### Passage to read

........

Since OWL2 does not allow the use of variables referring to relation types, OWL2 does not enable the specification of a unique constraint for all transitive relations used in an ontology. One solution then is, for each transitive relation type that is not a subclass relation and that needs to be checked, to copy and adapt the above subclass related definitions and positive constraint. The creation of such positive constraints can be automatized using the next SPARQL command. It takes as a parameter each instance of owl:TransitiveProperty specified in the ontology, i.e. each transitive relation type ?trRelType, e.g. sub:subclass and sub:part which is the inverse of the general partOf relation type. From each ?trRelType, via a sub:aloneOrInPartitionTrRelType relation the command accesses the supertype of recommended relation types to use when representing ?trRelType relations. For example, for sub:subclass relations, the previous section showed that this recommended supertype can be sub:subclassInExclusionSetOrAlone. If subtyping should rather be done only via subtype partitions, the recommended supertype would rather be sub:subclassInPartition (same definition as the previous type but without the last three lines). For sub:part relations, the recommended supertype can be sub:partInPartition.

INSERT 
{ [] rdf:type cstr:Descriptive_constraint;
     cstr:condition_class  #class for the source of a transitive relation
        [?TrRelTypeDomain  owl:equivalentClass 
            [rdf:type owl:Restriction;   #class source of a transitive relation
             owl:onProperty ?trRelType;  #e.g., a sub:part relation
             owl:someValuesFrom owl:Thing] ]; #any thing (type or individual)

........

### Extracted material
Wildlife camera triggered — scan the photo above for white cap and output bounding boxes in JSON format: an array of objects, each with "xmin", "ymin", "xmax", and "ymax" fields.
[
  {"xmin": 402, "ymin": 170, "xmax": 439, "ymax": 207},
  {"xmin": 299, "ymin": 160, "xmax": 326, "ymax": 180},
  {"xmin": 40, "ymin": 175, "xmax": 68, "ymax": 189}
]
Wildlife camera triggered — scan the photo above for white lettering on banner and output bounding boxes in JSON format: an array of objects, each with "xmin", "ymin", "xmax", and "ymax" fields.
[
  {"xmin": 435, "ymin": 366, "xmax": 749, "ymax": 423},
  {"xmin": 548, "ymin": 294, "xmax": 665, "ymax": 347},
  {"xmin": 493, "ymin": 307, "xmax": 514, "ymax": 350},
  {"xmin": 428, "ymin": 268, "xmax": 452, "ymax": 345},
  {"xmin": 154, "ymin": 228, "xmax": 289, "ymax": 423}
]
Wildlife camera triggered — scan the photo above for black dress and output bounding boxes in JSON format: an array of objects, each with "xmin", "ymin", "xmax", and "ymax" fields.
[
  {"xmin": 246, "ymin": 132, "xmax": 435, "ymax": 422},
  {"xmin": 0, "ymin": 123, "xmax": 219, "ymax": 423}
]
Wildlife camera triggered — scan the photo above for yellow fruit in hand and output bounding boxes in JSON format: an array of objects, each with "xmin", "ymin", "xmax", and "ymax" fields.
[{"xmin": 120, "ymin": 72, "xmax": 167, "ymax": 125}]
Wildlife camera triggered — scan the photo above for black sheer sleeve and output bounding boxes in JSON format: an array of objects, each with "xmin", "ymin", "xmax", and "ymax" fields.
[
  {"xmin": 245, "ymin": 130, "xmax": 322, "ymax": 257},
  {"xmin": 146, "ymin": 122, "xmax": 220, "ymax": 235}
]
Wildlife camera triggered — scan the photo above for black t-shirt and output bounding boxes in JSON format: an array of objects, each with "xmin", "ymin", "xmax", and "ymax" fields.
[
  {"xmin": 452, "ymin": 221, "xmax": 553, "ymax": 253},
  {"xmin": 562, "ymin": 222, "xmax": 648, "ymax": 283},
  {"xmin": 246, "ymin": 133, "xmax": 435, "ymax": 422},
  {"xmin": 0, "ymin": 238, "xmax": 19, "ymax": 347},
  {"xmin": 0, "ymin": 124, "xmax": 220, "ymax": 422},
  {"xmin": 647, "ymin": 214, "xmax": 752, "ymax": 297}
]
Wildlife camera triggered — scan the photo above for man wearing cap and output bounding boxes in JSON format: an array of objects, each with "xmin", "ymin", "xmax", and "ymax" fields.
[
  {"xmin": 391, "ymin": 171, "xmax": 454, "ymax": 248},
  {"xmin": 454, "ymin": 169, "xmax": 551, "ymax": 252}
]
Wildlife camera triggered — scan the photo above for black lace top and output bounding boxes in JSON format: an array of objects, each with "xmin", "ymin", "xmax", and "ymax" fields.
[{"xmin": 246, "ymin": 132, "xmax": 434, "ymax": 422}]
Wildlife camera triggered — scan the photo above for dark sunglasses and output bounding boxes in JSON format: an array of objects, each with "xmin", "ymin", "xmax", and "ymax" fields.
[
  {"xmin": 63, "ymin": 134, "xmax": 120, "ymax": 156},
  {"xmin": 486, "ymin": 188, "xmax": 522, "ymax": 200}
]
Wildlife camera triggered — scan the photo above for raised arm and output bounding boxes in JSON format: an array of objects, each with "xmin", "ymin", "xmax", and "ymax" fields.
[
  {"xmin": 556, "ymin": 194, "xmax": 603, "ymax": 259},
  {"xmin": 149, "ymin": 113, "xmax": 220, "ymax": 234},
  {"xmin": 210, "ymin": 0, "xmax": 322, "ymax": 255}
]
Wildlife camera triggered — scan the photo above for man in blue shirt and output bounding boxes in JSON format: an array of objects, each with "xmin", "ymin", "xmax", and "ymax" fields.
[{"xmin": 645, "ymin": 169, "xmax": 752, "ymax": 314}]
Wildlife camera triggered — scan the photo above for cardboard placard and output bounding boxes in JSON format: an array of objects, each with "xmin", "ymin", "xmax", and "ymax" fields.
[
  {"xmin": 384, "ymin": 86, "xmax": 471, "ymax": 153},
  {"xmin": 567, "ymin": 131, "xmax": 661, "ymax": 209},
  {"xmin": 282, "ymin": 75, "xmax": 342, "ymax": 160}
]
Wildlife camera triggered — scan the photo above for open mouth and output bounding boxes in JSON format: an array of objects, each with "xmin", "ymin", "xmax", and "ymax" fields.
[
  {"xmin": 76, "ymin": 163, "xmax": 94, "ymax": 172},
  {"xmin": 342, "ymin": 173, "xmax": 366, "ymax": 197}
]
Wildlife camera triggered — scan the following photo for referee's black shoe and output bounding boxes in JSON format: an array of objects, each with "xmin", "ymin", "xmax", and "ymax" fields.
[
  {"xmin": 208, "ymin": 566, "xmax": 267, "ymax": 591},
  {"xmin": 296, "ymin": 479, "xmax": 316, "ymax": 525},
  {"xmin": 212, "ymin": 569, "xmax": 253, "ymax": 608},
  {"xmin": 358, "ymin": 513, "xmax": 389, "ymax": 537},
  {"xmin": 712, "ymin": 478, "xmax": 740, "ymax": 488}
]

........

Copy out the entire passage on checking transitive relations in OWL2, word for word.

Since OWL2 does not allow the use of variables referring to relation types, OWL2 does not enable the specification of a unique constraint for all transitive relations used in an ontology. One solution then is, for each transitive relation type that is not a subclass relation and that needs to be checked, to copy and adapt the above subclass related definitions and positive constraint. The creation of such positive constraints can be automatized using the next SPARQL command. It takes as a parameter each instance of owl:TransitiveProperty specified in the ontology, i.e. each transitive relation type ?trRelType, e.g. sub:subclass and sub:part which is the inverse of the general partOf relation type. From each ?trRelType, via a sub:aloneOrInPartitionTrRelType relation the command accesses the supertype of recommended relation types to use when representing ?trRelType relations. For example, for sub:subclass relations, the previous section showed that this recommended supertype can be sub:subclassInExclusionSetOrAlone. If subtyping should rather be done only via subtype partitions, the recommended supertype would rather be sub:subclassInPartition (same definition as the previous type but without the last three lines). For sub:part relations, the recommended supertype can be sub:partInPartition.

INSERT 
{ [] rdf:type cstr:Descriptive_constraint;
     cstr:condition_class  #class for the source of a transitive relation
        [?TrRelTypeDomain  owl:equivalentClass 
            [rdf:type owl:Restriction;   #class source of a transitive relation
             owl:onProperty ?trRelType;  #e.g., a sub:part relation
             owl:someValuesFrom owl:Thing] ]; #any thing (type or individual)